## [TEXTE FOURNI]
-------------------------

M.d.K : Il est essentiel pour les femmes à haut potentiel d’être attentives à leurs besoins. En entreprise, elles doivent user de diplomatie et être attentives aux hyper-réactions en cas de désaccord, pour mieux se faire entendre. Le perfectionnisme dont elles font preuve les amène à être intransigeantes envers elles-mêmes et parfois à l’égard des autres. Si elles ne sont pas conscientes de leurs facilités, elles peuvent être tentées d’exiger de leurs collaborateurs des choses qu’ils ne sont pas à même d’apporter. Il est donc important d’avoir conscience de sa différence pour mieux gérer les relations avec les autres. Dans le cadre de l’entreprise, les femmes font face à un piège récurrent : la manière de s’énoncer. Ce qui est dit va avoir un impact parfois mal perçu, car si un homme affirmé est synonyme de force, une femme qui s’affirme est souvent vue de manière négative. Il y a un regard et un jugement différent sur la façon de se comporter avec les autres lorsqu’on est une femme.

-------------------------

[Enregistrements issus d'un jeu de données]
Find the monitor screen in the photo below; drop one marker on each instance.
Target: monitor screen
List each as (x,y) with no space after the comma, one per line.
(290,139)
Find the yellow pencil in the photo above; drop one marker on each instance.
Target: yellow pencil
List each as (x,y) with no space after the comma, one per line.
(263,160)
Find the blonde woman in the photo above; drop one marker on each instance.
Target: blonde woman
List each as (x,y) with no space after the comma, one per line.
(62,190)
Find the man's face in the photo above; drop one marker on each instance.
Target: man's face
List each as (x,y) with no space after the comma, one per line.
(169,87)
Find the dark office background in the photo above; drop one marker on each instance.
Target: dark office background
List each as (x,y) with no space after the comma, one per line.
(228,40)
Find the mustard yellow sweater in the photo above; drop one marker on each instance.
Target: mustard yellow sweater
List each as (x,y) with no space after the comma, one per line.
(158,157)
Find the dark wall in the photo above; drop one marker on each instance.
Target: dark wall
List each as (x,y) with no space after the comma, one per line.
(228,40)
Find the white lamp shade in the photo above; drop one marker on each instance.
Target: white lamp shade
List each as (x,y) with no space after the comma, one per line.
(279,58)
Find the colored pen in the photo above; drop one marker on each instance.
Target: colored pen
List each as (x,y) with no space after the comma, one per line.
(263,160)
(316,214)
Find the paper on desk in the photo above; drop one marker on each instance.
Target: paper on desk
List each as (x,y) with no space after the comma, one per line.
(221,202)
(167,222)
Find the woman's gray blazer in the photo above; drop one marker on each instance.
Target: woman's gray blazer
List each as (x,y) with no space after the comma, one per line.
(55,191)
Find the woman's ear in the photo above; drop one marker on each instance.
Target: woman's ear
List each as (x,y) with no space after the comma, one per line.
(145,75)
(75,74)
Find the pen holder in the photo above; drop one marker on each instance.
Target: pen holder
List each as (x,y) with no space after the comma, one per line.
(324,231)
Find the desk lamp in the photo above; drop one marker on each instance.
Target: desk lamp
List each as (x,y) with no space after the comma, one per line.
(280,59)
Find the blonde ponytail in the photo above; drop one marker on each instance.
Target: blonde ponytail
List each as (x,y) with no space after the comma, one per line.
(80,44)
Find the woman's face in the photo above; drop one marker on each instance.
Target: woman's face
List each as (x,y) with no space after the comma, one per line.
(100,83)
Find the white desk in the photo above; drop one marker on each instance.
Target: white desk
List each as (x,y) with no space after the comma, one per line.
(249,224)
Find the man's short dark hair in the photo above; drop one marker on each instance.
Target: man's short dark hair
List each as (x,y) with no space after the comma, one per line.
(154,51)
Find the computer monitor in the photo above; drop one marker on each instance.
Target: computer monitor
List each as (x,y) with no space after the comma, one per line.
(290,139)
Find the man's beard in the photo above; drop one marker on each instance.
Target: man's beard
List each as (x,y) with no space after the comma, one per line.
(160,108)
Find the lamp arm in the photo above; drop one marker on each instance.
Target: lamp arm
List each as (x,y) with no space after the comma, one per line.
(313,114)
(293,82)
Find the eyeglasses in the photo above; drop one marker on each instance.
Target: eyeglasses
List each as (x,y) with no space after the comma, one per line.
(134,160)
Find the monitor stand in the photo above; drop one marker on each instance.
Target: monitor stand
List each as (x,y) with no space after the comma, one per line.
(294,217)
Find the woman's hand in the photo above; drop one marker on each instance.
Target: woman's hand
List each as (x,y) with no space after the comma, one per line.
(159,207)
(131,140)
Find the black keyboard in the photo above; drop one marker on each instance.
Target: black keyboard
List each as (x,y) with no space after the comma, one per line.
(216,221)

-------------------------

## [CONSIGNE]
D'après le texte sur les femmes à haut potentiel, quel piège récurrent les femmes rencontrent-elles dans le cadre de l'entreprise ? Cette liste n'a aucun rapport avec le texte sur les femmes à haut potentiel.

## [RÉPONSE FINALE]
La manière de s'énoncer.